Extracted text:

-*-*-

Although PMM methods yielded slightly smaller estimates of the empirical variance relative to parametric methods, there were no meaningful differences in efficiency across imputation methods with the exception of the PMM-RE approach, which was less efficient than all other methods in this setting (Supplemental Figure 1).

Figure 1 shows the relative percent error in the MI standard error of the treatment group mean. As expected and as previously shown, ignoring clustering in the imputation procedure generally underestimated the empirical standard error, and the bias was worse for larger ICCs, larger cluster sizes, and higher rates of missing data. Modeling clusters as fixed effects, on the other hand, generally overestimated the empirical standard error, more so for smaller ICCs, smaller cluster sizes, and higher rates of missing data. We observed this same pattern of biases in the results from the PMM-RE and PMM-dist procedures, although they both offered some improvement over the PMM-FE and NORM-FE procedures. Among all methods considered, the newly proposed PMM-draw procedure was the only one to produce unbiased estimates of the empirical standard error in all scenarios. The PMM-avg procedure performed similarly, with some underestimation of the variance when there was a higher rate of missing data.

Fig. 1
figure1

Relative percent error in the MI standard error of the treatment group mean after MI with a correctly specified imputation model. Missing data were generated completely at random (MCAR) at a rate of 15% or 40% (π=0.85 in red or π=0.60 in green, respectively). From top to bottom, results are presented in increasing order of cluster sizes m within an increasing order of number of clusters k. From left to right, results are presented in increasing order of the intracluster correlation coefficient (ICC, ρ). Filled circles indicate PMM methods while open circles indicate parametric (NORM) methods

Coverage rates for 95% confidence intervals for the treatment group mean are shown in Tables 1 and 2 and correspond with the relative percent error in the MI standard error: methods where the MI standard error overestimated the empirical SE resulted in overcoverage of the 95% CIs, whereas methods where the empirical SE was underestimated resulted in undercoverage.

-*-*-

Stored rows:

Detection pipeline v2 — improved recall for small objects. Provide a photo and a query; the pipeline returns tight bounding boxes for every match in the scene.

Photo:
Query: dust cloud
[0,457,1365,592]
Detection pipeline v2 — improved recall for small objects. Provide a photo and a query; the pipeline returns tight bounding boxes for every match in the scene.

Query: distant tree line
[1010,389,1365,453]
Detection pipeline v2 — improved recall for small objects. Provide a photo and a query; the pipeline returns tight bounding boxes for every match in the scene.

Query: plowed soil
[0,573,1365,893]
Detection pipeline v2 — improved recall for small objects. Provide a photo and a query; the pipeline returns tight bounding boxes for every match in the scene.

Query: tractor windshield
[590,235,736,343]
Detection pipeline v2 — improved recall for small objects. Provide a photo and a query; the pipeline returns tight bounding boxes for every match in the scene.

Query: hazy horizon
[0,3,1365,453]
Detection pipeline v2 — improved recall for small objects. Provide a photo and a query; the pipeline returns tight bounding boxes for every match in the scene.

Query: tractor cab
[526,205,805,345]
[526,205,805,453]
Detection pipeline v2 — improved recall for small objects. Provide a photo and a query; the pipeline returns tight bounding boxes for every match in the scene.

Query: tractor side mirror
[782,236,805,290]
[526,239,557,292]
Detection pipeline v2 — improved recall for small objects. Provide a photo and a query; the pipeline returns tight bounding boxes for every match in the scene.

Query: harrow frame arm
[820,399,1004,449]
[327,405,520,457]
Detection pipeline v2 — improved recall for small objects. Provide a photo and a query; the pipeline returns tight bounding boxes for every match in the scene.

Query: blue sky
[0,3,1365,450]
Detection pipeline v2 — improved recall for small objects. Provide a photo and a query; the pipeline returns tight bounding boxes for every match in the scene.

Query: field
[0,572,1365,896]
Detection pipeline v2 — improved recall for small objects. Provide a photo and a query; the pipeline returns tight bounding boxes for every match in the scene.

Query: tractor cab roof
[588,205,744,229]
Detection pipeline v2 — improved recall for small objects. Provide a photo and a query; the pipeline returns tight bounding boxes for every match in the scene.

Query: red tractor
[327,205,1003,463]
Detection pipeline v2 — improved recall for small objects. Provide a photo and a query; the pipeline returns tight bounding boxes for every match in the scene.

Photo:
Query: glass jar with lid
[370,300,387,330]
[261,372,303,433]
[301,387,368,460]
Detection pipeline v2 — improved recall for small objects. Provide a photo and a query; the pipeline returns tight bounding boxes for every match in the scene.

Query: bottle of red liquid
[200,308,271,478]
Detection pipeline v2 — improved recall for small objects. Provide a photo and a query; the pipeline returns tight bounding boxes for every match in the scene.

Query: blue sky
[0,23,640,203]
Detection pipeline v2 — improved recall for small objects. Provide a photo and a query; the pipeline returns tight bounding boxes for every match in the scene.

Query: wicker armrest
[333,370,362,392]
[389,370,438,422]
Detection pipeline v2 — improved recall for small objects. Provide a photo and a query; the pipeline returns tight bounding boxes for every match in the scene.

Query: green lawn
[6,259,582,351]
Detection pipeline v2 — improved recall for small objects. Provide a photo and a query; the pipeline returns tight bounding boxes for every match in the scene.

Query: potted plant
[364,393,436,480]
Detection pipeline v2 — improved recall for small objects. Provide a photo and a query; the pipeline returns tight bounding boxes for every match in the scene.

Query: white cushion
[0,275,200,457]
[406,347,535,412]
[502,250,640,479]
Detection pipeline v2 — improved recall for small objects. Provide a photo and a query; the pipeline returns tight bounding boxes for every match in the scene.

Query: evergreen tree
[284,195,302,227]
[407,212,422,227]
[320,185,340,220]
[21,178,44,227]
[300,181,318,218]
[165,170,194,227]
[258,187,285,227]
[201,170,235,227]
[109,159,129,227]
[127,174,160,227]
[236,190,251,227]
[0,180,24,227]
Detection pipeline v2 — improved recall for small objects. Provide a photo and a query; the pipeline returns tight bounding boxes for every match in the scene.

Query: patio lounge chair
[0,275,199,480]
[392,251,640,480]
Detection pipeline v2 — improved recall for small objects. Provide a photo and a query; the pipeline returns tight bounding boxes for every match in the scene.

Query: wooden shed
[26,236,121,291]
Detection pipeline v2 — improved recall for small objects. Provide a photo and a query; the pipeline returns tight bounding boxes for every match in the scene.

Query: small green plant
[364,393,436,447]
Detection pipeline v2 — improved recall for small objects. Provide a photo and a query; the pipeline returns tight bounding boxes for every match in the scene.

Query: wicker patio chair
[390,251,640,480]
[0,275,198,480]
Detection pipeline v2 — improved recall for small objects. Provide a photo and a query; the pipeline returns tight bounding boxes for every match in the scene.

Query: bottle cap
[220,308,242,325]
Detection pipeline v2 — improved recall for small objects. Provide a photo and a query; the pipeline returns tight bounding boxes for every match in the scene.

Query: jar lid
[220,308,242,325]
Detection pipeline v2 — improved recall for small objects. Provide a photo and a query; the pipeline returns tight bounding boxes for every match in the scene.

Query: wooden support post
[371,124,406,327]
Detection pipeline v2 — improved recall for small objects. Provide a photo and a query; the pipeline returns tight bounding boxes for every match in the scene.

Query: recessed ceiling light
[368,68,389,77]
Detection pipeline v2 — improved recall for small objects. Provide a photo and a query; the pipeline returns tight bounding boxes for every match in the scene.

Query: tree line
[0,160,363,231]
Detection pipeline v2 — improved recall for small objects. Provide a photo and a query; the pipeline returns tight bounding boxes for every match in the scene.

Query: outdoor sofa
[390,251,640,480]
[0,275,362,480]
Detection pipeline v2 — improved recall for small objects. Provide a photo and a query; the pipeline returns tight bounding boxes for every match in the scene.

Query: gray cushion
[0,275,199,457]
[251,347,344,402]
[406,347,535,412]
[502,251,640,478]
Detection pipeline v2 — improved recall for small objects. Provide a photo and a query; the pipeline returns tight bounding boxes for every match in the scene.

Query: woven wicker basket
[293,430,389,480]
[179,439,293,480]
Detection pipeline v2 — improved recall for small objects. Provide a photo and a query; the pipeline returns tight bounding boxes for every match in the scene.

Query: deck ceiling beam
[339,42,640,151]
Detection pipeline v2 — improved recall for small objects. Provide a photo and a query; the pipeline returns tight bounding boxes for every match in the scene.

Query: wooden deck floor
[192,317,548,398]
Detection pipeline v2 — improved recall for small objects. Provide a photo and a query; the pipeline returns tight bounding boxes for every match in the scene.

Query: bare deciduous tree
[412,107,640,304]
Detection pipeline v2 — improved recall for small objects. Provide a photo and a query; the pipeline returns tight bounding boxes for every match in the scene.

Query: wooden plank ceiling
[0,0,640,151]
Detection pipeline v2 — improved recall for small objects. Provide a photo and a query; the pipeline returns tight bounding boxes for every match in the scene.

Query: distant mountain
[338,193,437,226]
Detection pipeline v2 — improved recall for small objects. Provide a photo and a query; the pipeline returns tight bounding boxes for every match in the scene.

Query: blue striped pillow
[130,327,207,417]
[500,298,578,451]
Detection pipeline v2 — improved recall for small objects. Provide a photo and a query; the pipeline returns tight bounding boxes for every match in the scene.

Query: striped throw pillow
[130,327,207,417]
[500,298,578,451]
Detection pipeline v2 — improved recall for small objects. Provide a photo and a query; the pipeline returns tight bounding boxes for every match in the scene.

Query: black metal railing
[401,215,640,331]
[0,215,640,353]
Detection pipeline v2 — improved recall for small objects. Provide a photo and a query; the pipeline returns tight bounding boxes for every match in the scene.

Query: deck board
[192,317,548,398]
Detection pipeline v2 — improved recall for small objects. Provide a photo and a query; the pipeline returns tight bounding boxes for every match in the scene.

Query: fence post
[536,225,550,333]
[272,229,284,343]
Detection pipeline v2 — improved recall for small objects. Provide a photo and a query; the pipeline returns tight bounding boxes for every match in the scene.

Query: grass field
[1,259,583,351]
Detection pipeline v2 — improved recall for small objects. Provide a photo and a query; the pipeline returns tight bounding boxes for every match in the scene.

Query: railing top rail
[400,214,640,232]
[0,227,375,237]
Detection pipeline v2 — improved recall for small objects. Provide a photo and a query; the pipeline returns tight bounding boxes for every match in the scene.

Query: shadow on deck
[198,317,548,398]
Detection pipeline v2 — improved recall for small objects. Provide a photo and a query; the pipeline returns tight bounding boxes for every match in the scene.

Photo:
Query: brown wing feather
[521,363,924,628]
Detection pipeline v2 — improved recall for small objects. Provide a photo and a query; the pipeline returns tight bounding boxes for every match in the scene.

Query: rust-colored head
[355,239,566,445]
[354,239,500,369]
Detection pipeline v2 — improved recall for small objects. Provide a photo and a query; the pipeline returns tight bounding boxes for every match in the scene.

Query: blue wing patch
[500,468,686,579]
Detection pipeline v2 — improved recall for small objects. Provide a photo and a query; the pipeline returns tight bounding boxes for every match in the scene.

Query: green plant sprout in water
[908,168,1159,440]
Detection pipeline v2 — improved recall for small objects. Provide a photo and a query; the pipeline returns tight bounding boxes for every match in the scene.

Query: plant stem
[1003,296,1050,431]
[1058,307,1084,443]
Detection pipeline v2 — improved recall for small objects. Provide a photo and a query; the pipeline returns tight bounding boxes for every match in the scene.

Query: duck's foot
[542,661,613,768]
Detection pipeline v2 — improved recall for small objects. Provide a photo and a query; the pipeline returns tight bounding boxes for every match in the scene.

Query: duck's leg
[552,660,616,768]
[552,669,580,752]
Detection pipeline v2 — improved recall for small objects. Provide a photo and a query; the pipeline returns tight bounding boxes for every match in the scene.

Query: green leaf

-*-*-

Requests:
a – In the passage on imputation methods, rewrite the paragraph beginning "Figure 1 shows the relative percent error" as a bulleted list, keeping its main findings.
b – Summarize the passage on imputation methods in two sentences.
c – Write a continuation of the passage on imputation methods, starting after its final sentence.

Expected outputs:
a –
- Figure 1 reports the relative percent error in the MI standard error of the treatment group mean.
- Ignoring clustering during imputation generally underestimated the empirical standard error. The bias grew with larger ICCs, larger cluster sizes, and higher rates of missing data.
- Modeling clusters as fixed effects generally overestimated the empirical standard error. This was more pronounced with smaller ICCs, smaller cluster sizes, and higher rates of missing data.
- PMM-RE and PMM-dist showed the same pattern of biases but improved on PMM-FE and NORM-FE.
- The newly proposed PMM-draw procedure was the only method that gave unbiased estimates in all scenarios.
- PMM-avg performed similarly to PMM-draw but somewhat underestimated the variance at higher rates of missing data.

b – Apart from the less efficient PMM-RE approach, the imputation methods differed little in efficiency, but they differed in how well the MI standard error of the treatment group mean matched the empirical standard error. Ignoring clustering tended to underestimate it, fixed-effects modeling tended to overestimate it, and only the new PMM-draw procedure was unbiased in all scenarios, with overestimation leading to overcoverage of 95% confidence intervals and underestimation to undercoverage.

c –
Table 1 Empirical coverage of 95% confidence intervals for the treatment group mean after multiple imputation by PMM
Table 2 Empirical coverage of 95% confidence intervals for the treatment group mean after parametric multiple imputation

Model 1b: estimation of regression coefficient with correctly specified mean model

When we moved from estimation of the treatment group mean to estimation of the regression coefficient for the continuous covariate, an unexpected pattern emerged. Figure 2 shows that the parametric procedures produced unbiased estimates of β2 across all scenarios, but the PMM procedures tended to underestimate the true data-generating value of β2, which was mitigated by increasing the cluster size or number of clusters. Further investigation revealed that this general underestimation of β2 with the PMM procedures was complemented by a general overestimation of β0 to the same degree (Supplemental Figure 2), while all methods still produced unbiased estimates of β1 (not shown). Although this bias was negligible when the rate of missing data was low (within 0.5% of the true value), the magnitude of the bias was two to 10 times larger when the rate of missing data was higher.

Fig. 2
figure2

Bias in estimation of β2 after MI with a correctly specified imputation model. Missing data were generated completely at random (MCAR) at a rate of 15% or 40% (π=0.85 in red or π=0.60 in green, respectively). From top to bottom, results are presented in increasing order of cluster sizes m within an increasing order of number of clusters k. Filled circles indicate PMM methods while open circles indicate parametric (NORM) methods

As with estimation of the treatment group mean, we saw no meaningful difference in efficiency across methods, this time with the exception of the imputation methods based on fixed effects models. When the rate of missing data was higher, the PMM-FE and NORM-FE procedures yielded relatively higher estimates of the empirical variance (Supplemental Figure 3).

Figure 3 shows the relative percent error in the MI standard error of β2. Despite the bias in estimation of β2, all methods except the PMM-avg procedure produced unbiased estimates of its empirical standard error when the rate of missing data was low. The PMM-avg procedure generally underestimated the empirical standard error of β2, and all other PMM procedures tended to underestimate the empirical standard error when the rate of missing data was higher and the cluster size was smaller (m≤8). In contrast, patterns of bias in the standard errors of the other two regression coefficients matched those of the standard error of the treatment group mean (see Supplemental Figure 4), but the magnitudes of the bias in the standard errors of the coefficients were much greater.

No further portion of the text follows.